• **Document segment**:
────────────────

Before leaving on his pilgrimage, the King appoints two ministers. He gives the first minister control of instrument m, and tells him to set m so that the target variable M is equal to the target M*. He gives the second minister control of instrument f, and tells him to set f so that the target variable F is equal to the target F*.
When he returns from his pilgrimage, the King looks at the data on m and f, and M and F. He sees that M was always equal to M*, and that F was always equal to F*. He rewards both his ministers for following his orders well.
The King then learns from his spies that the two ministers had disobeyed his orders. They had swapped targets. The first minister had set m to hit the target F*, and the second minister had set f to hit the target M*. The King shrugs his shoulders, because none of his subjects could tell the difference. The court econometrician couldn't tell the difference either.
Principal-agent problems are not always interesting problems.
Let V be a vector of shocks that are visible to both ministers and U be a vector of shocks that are not visible to one or both ministers. The structure of the economy is given by:
M = M(m,f,V,U) and F = F(m,f,V,U)

────────────────

• **Dataset records**:
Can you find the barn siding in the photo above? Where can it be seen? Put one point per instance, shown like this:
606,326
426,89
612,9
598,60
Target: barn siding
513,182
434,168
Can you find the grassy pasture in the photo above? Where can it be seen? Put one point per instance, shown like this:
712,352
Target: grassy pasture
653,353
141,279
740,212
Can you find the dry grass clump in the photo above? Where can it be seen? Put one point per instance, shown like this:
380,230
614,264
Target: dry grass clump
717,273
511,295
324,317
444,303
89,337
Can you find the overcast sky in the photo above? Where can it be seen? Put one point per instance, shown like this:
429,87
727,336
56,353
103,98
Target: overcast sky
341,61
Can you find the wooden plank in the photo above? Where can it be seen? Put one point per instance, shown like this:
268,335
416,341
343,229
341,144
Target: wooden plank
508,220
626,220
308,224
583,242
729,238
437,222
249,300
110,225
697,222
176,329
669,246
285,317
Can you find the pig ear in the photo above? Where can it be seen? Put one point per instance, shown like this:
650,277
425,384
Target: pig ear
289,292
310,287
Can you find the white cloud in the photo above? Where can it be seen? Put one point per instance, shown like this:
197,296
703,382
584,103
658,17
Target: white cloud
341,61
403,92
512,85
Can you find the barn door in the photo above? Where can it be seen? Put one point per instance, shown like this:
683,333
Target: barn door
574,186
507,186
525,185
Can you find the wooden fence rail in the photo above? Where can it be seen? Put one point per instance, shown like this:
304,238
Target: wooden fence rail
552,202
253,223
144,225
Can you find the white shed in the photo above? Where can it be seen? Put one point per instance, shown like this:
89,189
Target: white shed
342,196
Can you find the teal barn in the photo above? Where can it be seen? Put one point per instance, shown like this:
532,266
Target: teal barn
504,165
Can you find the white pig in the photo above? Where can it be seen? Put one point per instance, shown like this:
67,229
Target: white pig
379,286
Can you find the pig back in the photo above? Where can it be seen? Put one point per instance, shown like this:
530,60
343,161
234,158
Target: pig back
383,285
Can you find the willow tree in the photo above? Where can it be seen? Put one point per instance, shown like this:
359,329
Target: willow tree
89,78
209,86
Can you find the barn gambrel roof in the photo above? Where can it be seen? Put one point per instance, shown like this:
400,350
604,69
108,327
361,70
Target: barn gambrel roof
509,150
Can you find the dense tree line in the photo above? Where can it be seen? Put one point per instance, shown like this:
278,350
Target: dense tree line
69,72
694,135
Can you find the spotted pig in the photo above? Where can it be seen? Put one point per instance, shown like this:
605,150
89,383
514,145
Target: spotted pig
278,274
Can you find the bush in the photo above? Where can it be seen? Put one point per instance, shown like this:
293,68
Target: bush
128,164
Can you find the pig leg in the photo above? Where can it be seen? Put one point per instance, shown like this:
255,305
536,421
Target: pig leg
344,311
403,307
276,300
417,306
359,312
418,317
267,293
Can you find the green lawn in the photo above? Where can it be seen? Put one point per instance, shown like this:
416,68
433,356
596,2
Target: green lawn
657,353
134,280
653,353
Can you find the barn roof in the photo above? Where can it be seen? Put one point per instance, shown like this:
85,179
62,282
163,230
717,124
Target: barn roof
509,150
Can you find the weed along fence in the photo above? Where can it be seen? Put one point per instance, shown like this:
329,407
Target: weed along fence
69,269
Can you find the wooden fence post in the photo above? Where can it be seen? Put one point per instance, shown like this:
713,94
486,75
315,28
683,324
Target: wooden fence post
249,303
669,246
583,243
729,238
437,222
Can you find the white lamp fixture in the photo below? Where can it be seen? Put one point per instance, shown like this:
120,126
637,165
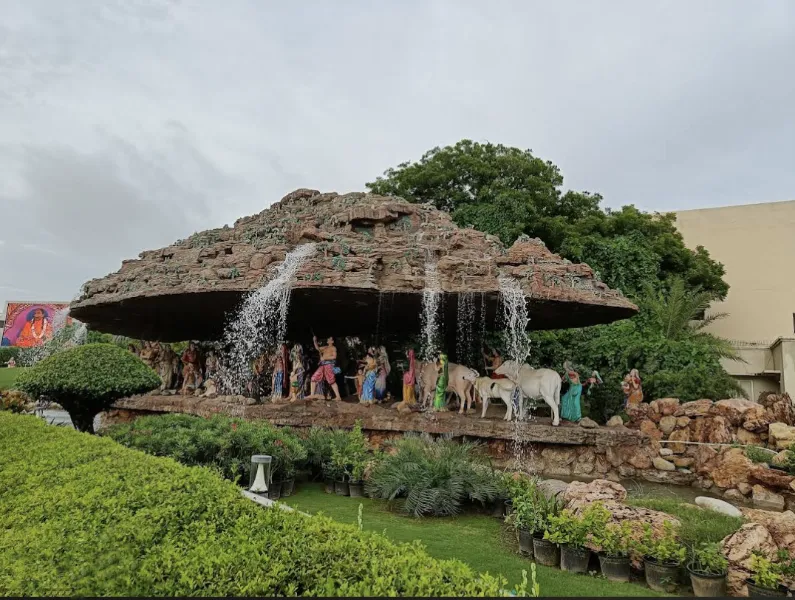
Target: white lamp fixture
260,473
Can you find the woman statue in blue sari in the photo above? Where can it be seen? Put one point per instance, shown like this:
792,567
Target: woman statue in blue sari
570,407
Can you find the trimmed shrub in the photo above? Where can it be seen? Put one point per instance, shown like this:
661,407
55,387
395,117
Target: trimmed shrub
434,477
221,442
84,516
88,379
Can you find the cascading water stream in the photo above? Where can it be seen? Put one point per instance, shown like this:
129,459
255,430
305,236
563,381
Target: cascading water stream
260,323
431,299
465,339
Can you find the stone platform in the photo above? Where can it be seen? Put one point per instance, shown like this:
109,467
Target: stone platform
380,419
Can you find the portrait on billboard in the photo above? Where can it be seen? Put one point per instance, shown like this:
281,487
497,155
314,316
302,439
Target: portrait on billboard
30,324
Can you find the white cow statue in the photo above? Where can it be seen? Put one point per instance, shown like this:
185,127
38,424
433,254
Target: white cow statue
499,389
460,381
535,384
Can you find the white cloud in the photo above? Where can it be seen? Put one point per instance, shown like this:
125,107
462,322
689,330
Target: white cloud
130,123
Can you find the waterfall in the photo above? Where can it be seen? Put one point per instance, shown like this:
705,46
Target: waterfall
431,299
465,328
260,323
514,313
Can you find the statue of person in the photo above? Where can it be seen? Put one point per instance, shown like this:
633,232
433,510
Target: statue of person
191,377
633,390
570,408
370,371
326,370
278,379
493,362
384,368
165,366
439,399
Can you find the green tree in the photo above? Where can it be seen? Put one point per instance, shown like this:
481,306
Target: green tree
509,192
88,379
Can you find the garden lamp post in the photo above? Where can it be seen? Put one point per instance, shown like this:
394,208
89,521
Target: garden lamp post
260,473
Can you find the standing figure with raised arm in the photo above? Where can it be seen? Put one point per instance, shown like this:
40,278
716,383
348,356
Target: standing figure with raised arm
326,369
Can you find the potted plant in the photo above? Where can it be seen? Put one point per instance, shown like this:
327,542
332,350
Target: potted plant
570,532
708,569
664,556
356,485
766,580
614,542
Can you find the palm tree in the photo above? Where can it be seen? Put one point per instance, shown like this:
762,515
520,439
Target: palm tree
680,314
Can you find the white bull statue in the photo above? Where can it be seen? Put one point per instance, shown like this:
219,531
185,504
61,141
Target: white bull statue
535,384
460,381
498,389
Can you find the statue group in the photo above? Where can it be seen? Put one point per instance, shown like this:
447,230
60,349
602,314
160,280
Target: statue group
288,373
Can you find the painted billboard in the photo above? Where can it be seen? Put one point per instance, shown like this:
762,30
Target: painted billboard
30,324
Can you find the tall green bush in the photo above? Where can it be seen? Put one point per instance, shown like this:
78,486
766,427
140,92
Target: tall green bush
88,379
434,477
84,516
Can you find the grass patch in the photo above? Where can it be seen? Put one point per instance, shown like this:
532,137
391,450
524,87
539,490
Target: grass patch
477,540
8,377
698,524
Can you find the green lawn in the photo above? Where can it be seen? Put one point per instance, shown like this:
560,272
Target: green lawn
480,541
8,377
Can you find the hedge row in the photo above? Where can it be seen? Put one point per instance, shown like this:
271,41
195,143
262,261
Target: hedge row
82,515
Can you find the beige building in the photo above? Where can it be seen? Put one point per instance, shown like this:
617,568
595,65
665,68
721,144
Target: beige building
756,244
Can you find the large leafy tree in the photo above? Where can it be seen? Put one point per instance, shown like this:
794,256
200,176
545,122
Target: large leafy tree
509,192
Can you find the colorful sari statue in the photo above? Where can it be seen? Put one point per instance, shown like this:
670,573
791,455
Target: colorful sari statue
570,409
370,374
384,369
439,398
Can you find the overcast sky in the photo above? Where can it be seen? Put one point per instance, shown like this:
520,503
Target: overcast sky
126,124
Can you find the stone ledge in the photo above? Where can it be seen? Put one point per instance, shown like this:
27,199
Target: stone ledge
377,418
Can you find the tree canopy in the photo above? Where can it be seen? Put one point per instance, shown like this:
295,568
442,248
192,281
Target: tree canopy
509,192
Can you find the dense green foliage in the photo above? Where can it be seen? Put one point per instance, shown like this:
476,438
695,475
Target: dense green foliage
86,380
434,476
510,192
84,516
7,353
220,442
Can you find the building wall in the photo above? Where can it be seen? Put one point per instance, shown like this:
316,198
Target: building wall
756,244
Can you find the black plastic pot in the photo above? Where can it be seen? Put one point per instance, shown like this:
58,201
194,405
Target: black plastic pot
545,552
662,577
574,560
526,543
275,490
754,591
341,488
707,586
288,487
615,568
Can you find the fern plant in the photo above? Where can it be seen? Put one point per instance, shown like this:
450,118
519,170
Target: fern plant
434,477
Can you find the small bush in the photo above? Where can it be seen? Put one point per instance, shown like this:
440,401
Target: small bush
434,477
88,379
220,442
84,516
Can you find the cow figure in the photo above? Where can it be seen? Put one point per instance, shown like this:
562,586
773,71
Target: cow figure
499,389
460,381
534,384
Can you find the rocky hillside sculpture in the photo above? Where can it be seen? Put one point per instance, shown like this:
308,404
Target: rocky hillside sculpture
369,266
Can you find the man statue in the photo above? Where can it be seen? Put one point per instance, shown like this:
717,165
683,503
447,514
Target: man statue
326,369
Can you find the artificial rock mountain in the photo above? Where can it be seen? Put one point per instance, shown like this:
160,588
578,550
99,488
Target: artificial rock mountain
367,274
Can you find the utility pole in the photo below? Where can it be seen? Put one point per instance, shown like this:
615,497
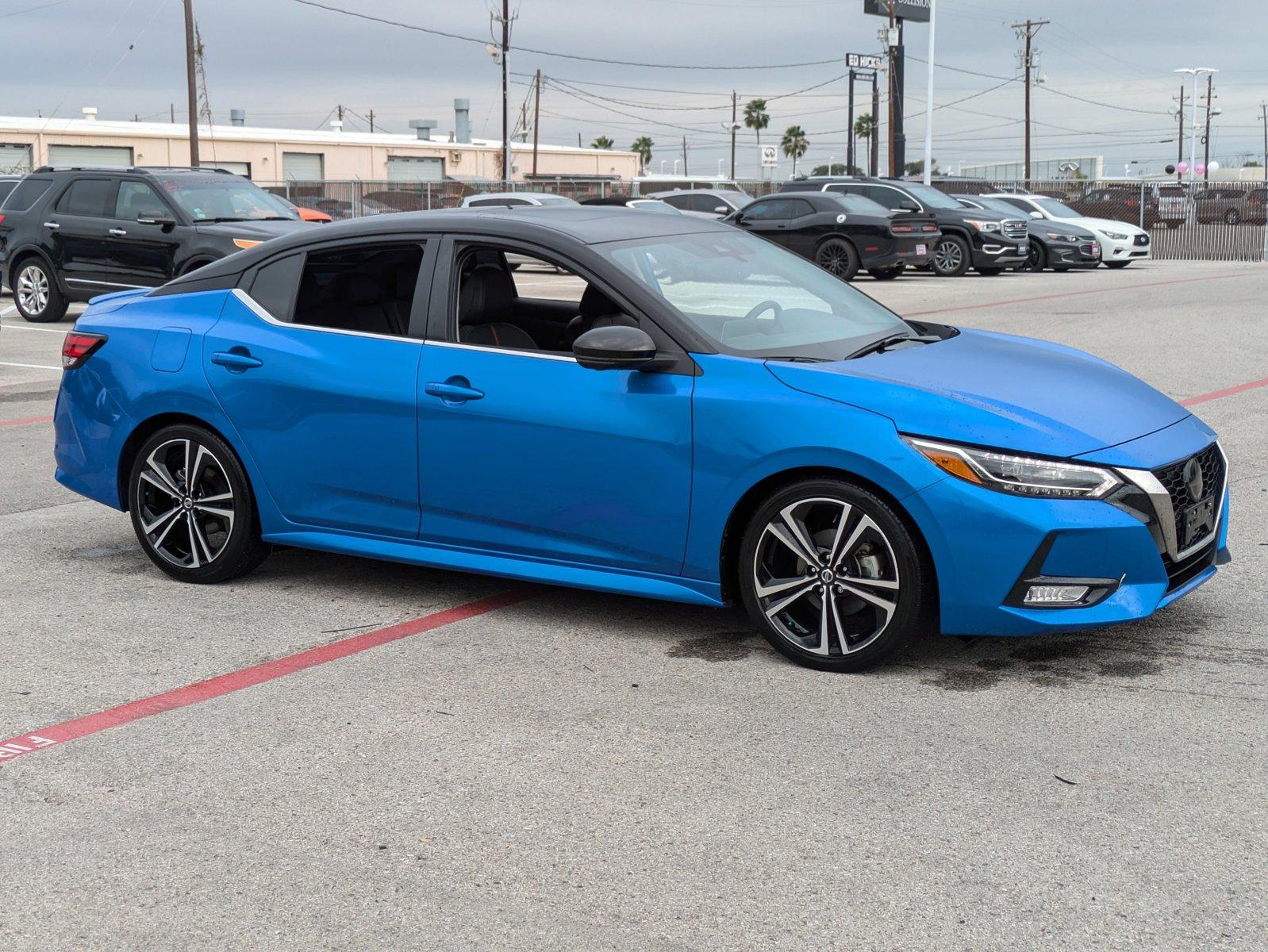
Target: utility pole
735,125
190,83
536,112
850,129
1179,138
1206,136
1028,31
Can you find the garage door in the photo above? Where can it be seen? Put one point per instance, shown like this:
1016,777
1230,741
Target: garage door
14,160
243,169
415,169
302,167
108,156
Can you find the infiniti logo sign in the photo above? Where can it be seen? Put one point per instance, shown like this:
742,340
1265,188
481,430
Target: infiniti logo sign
1192,477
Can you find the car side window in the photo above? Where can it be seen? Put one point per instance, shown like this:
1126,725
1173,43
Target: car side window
362,288
86,197
135,199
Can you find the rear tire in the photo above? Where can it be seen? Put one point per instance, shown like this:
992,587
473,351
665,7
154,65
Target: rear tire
951,258
839,258
36,293
864,593
193,509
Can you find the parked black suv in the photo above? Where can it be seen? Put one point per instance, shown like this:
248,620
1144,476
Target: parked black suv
988,241
842,233
72,233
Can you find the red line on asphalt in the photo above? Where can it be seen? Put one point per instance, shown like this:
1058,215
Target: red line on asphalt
249,678
1225,392
1073,294
25,420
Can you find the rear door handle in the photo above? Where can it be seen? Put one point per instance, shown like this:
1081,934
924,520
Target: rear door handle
455,390
236,359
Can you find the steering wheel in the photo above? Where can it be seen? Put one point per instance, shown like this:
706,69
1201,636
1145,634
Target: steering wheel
765,305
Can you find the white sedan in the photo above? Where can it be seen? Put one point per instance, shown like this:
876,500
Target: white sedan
1121,244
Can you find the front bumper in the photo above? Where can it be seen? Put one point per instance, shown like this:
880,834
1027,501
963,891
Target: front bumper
986,544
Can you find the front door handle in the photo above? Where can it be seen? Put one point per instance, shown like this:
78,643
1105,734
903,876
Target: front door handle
237,359
455,390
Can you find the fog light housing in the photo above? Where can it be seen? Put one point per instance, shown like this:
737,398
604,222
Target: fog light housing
1055,595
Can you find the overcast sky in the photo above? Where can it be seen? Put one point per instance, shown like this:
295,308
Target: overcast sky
288,65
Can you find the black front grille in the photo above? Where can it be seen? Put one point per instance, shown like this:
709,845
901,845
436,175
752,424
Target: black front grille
1172,477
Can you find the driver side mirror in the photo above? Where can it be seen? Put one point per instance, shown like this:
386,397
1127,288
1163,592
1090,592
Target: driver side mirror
161,218
618,347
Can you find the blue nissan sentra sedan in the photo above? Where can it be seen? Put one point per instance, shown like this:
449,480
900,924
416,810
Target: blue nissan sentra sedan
716,421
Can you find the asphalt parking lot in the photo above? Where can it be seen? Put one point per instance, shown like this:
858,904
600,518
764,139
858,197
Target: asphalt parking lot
524,767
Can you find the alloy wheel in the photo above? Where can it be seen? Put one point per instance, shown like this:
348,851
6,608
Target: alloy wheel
947,256
33,290
826,577
186,504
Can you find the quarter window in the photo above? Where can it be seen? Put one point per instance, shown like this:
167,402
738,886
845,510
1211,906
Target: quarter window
86,197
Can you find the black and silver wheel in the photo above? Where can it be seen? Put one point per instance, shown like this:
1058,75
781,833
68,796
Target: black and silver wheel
1036,258
839,258
36,292
951,256
832,576
192,506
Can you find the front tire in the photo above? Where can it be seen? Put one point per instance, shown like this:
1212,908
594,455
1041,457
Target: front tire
832,577
36,293
192,506
951,256
839,258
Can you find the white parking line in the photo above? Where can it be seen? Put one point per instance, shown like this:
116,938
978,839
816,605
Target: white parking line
31,367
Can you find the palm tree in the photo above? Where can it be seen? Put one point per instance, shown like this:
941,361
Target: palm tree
794,144
643,148
756,117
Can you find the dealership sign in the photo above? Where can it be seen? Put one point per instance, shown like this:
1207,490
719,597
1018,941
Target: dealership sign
903,9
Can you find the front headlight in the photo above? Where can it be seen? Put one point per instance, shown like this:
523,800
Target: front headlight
1020,476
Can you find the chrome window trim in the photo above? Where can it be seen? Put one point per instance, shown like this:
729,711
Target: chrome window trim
1166,512
258,309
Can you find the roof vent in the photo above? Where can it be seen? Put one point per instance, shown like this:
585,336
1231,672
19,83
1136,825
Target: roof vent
424,127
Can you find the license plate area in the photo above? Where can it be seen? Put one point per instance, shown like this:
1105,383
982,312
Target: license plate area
1197,521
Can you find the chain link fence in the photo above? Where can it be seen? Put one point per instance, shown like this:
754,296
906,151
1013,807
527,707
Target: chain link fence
1205,221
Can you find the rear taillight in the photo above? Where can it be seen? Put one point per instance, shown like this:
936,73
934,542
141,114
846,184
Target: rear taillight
79,347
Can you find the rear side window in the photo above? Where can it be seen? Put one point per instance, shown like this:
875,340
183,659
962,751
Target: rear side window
86,197
275,286
28,192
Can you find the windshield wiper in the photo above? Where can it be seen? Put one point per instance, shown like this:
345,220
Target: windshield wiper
884,343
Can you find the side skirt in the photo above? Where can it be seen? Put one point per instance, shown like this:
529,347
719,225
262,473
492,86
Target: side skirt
674,589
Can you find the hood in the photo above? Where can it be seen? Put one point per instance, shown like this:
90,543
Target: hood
1105,225
256,231
994,390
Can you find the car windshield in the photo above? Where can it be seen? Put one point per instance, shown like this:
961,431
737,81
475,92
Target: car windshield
751,298
931,197
860,205
224,197
1058,209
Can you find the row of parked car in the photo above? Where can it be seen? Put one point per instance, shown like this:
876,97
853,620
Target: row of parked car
72,233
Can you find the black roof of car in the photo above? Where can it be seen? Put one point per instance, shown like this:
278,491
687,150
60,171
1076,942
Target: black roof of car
585,225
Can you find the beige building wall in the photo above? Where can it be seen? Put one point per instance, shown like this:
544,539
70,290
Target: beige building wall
345,156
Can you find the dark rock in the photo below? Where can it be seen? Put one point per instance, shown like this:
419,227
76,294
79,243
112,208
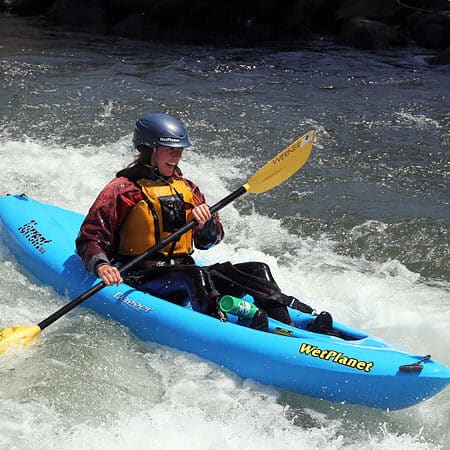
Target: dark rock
85,14
367,34
389,12
137,25
25,7
442,59
432,31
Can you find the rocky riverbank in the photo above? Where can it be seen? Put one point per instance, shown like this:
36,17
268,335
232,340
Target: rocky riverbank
364,24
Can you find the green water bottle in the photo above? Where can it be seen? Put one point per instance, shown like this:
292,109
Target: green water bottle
237,307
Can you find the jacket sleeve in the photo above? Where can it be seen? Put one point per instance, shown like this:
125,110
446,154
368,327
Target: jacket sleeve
212,232
98,237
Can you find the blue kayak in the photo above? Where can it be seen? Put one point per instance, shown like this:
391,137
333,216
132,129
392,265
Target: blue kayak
350,366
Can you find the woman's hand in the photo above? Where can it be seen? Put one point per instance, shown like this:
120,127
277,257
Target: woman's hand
109,274
201,214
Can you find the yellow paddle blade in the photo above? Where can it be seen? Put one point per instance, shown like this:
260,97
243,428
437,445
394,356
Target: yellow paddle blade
17,336
283,166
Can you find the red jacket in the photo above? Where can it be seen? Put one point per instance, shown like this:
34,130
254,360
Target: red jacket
98,237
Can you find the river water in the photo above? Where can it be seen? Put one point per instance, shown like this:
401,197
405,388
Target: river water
362,230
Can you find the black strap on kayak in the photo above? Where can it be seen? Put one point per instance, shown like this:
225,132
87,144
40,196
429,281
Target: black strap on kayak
415,367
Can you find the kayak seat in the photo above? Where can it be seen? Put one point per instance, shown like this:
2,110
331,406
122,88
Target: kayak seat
323,324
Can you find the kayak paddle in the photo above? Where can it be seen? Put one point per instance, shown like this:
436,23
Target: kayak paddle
273,173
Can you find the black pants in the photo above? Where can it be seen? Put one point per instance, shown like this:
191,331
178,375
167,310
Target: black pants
204,286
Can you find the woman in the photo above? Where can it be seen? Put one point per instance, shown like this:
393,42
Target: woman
149,200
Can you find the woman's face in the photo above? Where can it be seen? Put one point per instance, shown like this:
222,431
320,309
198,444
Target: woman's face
166,159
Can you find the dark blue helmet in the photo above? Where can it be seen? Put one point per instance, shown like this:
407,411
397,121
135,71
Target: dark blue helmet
159,130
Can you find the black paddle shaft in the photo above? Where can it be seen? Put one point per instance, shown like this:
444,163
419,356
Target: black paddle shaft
173,237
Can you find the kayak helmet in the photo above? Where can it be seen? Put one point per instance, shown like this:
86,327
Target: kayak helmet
159,130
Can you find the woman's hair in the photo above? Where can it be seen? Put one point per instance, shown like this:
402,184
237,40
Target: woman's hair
141,167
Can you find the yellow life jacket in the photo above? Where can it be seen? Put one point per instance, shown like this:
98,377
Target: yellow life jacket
164,209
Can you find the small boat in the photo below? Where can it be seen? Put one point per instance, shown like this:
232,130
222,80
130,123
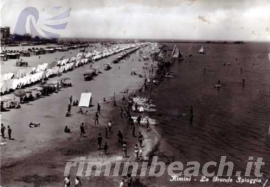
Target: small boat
107,66
176,54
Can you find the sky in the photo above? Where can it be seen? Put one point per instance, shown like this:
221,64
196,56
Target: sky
247,20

────────────────

• **List of tasks**:
**1)** Can you sum up the parable of the King and his two ministers in two sentences?
**2)** Could you restate word for word the part of the parable of the King and his two ministers that opens with the words containing "The King then" and closes with "the difference either."?
Nothing in the listing above is needed.

• **Results**:
**1)** Before leaving on a pilgrimage, the King tells one minister to set instrument m so that M equals M* and another to set instrument f so that F equals F*, and on his return he sees both targets were always met and rewards both ministers. His spies then reveal that the ministers had swapped targets, but the King shrugs because neither his subjects nor the court econometrician could tell the difference, and the text remarks that principal-agent problems are not always interesting problems.

**2)**
The King then learns from his spies that the two ministers had disobeyed his orders. They had swapped targets. The first minister had set m to hit the target F*, and the second minister had set f to hit the target M*. The King shrugs his shoulders, because none of his subjects could tell the difference. The court econometrician couldn't tell the difference either.